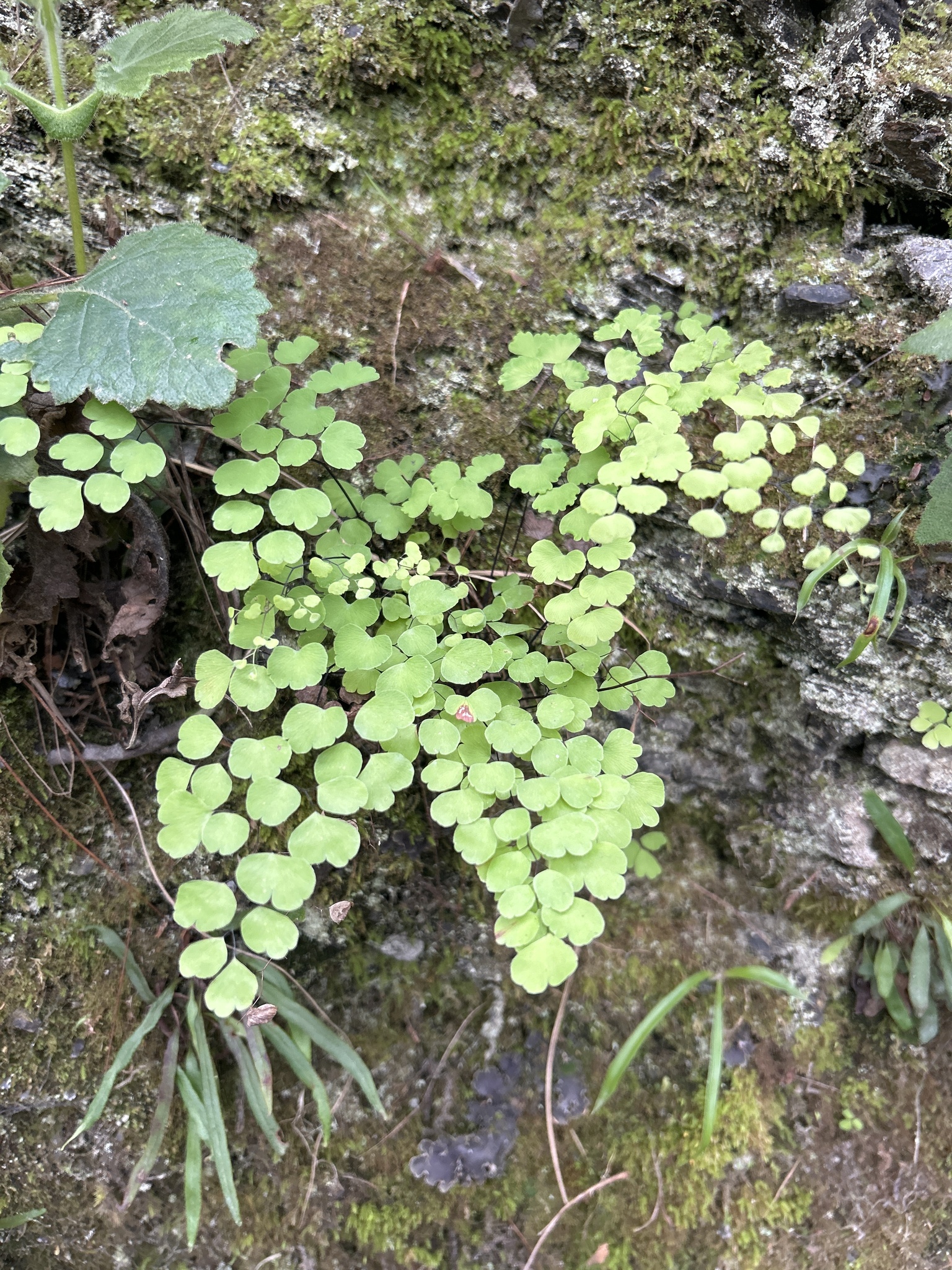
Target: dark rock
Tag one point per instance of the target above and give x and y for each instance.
(524, 18)
(471, 1157)
(805, 300)
(909, 143)
(505, 1091)
(22, 1021)
(741, 1048)
(868, 484)
(926, 265)
(570, 1098)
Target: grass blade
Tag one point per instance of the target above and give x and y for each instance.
(833, 950)
(11, 1223)
(942, 934)
(891, 533)
(193, 1179)
(890, 830)
(714, 1068)
(122, 1060)
(885, 964)
(234, 1039)
(161, 1122)
(879, 607)
(301, 1039)
(117, 946)
(920, 972)
(193, 1103)
(880, 911)
(263, 1066)
(628, 1052)
(902, 596)
(215, 1122)
(769, 978)
(897, 1011)
(335, 1047)
(302, 1070)
(818, 574)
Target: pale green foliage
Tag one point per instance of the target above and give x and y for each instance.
(932, 722)
(903, 972)
(653, 427)
(488, 705)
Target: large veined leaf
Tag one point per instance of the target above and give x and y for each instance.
(150, 321)
(165, 45)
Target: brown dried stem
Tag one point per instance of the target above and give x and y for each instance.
(550, 1065)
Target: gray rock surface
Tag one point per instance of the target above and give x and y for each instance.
(926, 263)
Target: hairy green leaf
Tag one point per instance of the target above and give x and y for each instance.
(149, 322)
(164, 45)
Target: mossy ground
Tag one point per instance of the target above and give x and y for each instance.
(639, 153)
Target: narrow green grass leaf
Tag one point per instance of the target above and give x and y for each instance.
(890, 830)
(215, 1122)
(714, 1068)
(902, 596)
(161, 1121)
(769, 978)
(627, 1053)
(920, 972)
(122, 1060)
(879, 607)
(117, 946)
(302, 1070)
(879, 912)
(11, 1223)
(818, 574)
(942, 934)
(235, 1041)
(333, 1046)
(193, 1101)
(195, 1135)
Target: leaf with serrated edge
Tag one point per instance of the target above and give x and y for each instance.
(149, 322)
(164, 45)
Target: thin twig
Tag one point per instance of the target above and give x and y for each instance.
(68, 835)
(131, 806)
(787, 1179)
(27, 763)
(729, 907)
(565, 586)
(659, 1201)
(564, 1209)
(432, 1081)
(918, 1123)
(550, 1064)
(397, 331)
(318, 1142)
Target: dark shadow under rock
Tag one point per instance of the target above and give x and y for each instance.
(506, 1091)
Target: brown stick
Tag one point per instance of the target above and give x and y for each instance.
(70, 836)
(397, 331)
(550, 1065)
(564, 1209)
(432, 1081)
(659, 1202)
(131, 806)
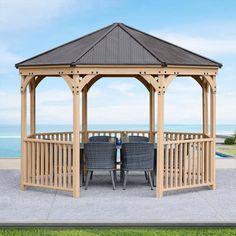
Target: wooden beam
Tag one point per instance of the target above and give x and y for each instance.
(32, 107)
(168, 80)
(128, 70)
(205, 107)
(85, 114)
(76, 138)
(68, 80)
(160, 138)
(151, 80)
(151, 113)
(23, 135)
(213, 133)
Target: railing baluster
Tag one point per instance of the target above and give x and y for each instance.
(64, 166)
(189, 163)
(55, 158)
(185, 166)
(181, 164)
(46, 163)
(51, 164)
(42, 163)
(33, 163)
(176, 164)
(60, 166)
(69, 165)
(171, 166)
(167, 166)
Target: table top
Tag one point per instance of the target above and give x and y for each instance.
(118, 147)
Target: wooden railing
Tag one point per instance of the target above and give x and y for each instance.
(188, 159)
(187, 163)
(68, 136)
(48, 163)
(63, 136)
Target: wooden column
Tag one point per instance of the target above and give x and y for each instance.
(160, 138)
(205, 106)
(32, 108)
(85, 114)
(151, 114)
(213, 133)
(76, 137)
(23, 134)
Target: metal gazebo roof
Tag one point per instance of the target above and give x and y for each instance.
(118, 44)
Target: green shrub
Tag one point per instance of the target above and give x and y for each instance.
(229, 141)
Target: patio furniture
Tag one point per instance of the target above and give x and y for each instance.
(100, 156)
(137, 139)
(137, 156)
(102, 138)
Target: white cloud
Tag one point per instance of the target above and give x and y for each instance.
(24, 14)
(16, 15)
(7, 58)
(208, 44)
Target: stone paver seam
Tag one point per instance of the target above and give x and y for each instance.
(212, 207)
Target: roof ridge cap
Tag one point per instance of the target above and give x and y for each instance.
(145, 47)
(64, 44)
(172, 44)
(113, 26)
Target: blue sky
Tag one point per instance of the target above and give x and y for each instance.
(29, 27)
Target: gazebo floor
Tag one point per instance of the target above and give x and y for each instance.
(100, 203)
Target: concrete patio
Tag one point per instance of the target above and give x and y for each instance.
(101, 204)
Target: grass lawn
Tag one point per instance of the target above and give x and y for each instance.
(121, 232)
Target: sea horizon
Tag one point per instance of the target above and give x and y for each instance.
(10, 133)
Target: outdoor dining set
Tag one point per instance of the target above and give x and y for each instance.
(100, 154)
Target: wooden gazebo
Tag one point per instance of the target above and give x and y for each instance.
(184, 160)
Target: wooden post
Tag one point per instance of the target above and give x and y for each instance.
(32, 108)
(23, 134)
(151, 114)
(76, 139)
(84, 114)
(160, 138)
(205, 106)
(213, 133)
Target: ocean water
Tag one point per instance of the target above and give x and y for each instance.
(10, 134)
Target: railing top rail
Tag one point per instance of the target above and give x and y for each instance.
(189, 141)
(191, 133)
(47, 141)
(58, 132)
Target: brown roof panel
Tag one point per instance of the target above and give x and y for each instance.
(118, 44)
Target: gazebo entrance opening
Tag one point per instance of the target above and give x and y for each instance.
(183, 160)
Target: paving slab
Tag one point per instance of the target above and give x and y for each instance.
(136, 204)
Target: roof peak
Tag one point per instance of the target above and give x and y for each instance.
(120, 44)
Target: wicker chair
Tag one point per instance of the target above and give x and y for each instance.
(137, 156)
(138, 139)
(99, 139)
(100, 156)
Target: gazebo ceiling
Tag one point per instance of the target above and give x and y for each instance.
(118, 44)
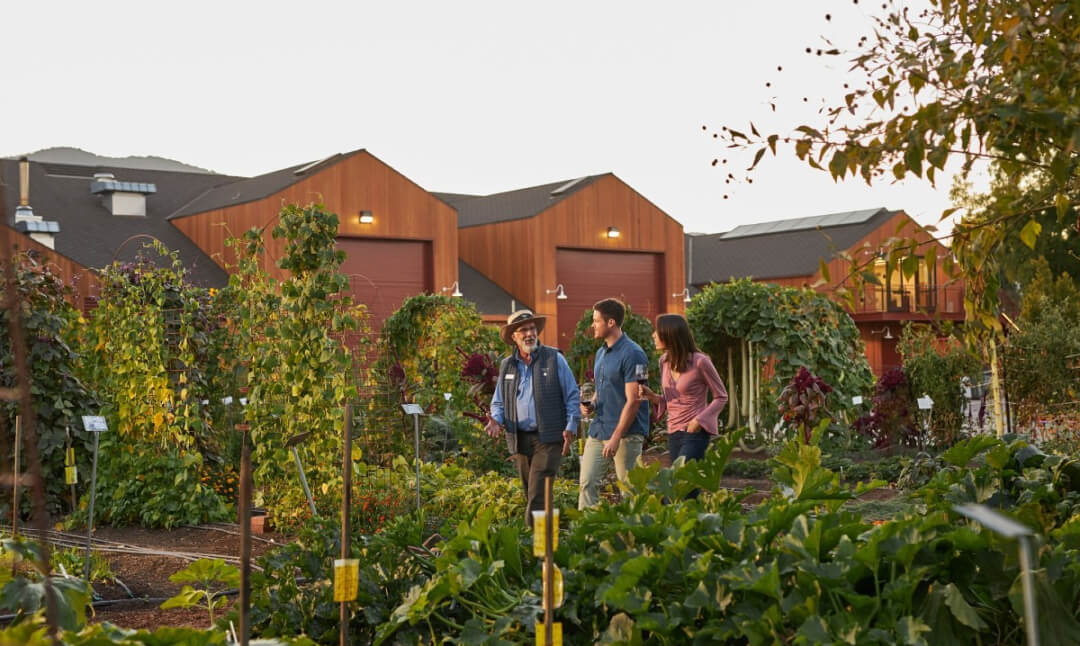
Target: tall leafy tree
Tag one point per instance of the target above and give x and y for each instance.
(975, 80)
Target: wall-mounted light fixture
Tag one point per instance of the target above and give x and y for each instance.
(456, 291)
(558, 292)
(888, 333)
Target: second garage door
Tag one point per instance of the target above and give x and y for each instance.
(386, 272)
(591, 276)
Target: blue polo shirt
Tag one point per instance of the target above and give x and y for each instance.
(612, 369)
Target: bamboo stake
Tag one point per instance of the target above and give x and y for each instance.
(996, 388)
(733, 395)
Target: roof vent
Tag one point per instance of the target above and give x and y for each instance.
(568, 186)
(121, 198)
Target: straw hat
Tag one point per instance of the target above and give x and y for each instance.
(521, 318)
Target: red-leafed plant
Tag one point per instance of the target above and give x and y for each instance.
(802, 402)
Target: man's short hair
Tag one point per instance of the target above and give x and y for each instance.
(611, 308)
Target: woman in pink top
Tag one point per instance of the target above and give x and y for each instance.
(686, 378)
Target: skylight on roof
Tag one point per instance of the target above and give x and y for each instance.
(802, 224)
(568, 185)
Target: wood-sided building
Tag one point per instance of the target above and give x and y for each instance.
(788, 253)
(559, 247)
(399, 239)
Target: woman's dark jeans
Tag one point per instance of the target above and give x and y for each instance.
(691, 446)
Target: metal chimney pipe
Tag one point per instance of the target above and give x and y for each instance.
(24, 182)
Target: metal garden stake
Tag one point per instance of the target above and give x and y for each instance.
(93, 424)
(292, 443)
(1010, 528)
(416, 412)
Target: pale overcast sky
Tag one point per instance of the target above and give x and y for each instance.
(462, 96)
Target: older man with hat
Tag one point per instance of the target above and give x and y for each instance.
(536, 403)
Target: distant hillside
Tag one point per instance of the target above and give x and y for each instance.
(81, 158)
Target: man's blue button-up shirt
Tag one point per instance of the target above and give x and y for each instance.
(612, 369)
(525, 402)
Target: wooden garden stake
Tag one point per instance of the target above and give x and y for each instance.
(245, 532)
(17, 337)
(14, 486)
(346, 503)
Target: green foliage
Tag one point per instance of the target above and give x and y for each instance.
(147, 350)
(25, 595)
(59, 396)
(151, 487)
(293, 592)
(34, 633)
(793, 327)
(434, 346)
(154, 349)
(210, 578)
(1041, 377)
(432, 337)
(73, 562)
(935, 371)
(297, 369)
(968, 80)
(583, 346)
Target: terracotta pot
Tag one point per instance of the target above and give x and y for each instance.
(260, 523)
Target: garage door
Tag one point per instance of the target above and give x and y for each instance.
(386, 272)
(591, 276)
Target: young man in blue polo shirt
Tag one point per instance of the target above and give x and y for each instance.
(620, 419)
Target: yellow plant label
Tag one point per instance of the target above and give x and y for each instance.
(556, 633)
(556, 576)
(540, 534)
(346, 579)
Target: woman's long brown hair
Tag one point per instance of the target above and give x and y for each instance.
(675, 335)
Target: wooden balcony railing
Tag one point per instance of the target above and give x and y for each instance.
(940, 300)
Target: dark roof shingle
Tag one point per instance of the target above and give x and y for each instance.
(510, 205)
(716, 258)
(91, 236)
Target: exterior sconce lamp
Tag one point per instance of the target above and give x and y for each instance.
(888, 333)
(558, 292)
(457, 291)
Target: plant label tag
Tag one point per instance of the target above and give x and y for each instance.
(346, 579)
(94, 424)
(556, 576)
(556, 633)
(540, 532)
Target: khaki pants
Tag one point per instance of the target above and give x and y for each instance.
(594, 466)
(536, 461)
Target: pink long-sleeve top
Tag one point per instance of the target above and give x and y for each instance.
(687, 398)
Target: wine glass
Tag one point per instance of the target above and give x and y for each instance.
(588, 396)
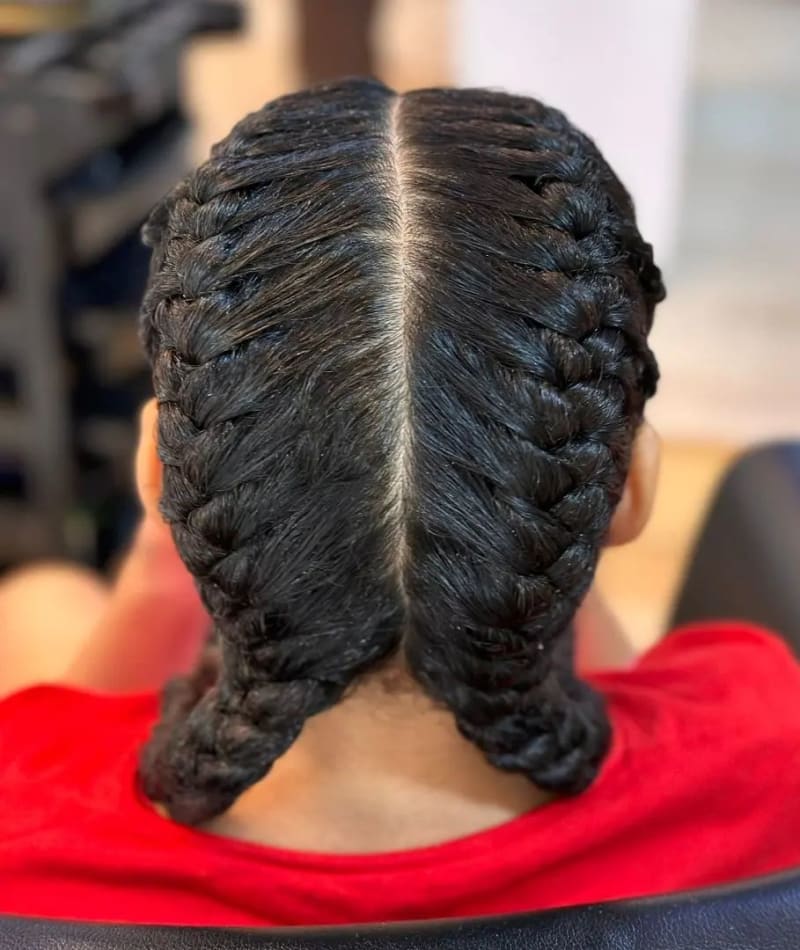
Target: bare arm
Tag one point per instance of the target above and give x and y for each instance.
(154, 624)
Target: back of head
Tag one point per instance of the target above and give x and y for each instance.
(399, 347)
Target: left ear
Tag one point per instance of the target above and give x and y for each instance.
(148, 465)
(636, 504)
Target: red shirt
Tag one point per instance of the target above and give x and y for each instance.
(702, 786)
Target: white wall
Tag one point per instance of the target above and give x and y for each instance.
(618, 68)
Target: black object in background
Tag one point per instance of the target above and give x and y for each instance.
(92, 134)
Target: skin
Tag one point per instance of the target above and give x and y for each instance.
(385, 769)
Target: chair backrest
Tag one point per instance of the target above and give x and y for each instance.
(762, 914)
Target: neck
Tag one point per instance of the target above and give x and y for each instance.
(383, 770)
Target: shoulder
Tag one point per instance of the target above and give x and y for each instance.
(732, 684)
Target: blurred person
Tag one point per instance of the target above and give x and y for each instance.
(399, 351)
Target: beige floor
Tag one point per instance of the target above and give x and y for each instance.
(727, 338)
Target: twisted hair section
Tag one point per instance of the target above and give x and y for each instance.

★ ★ ★ ★ ★

### [Exercise directions]
For the entries above, please state how many lines contain the string "railing"; give the number and nothing else.

### [Output for this task]
4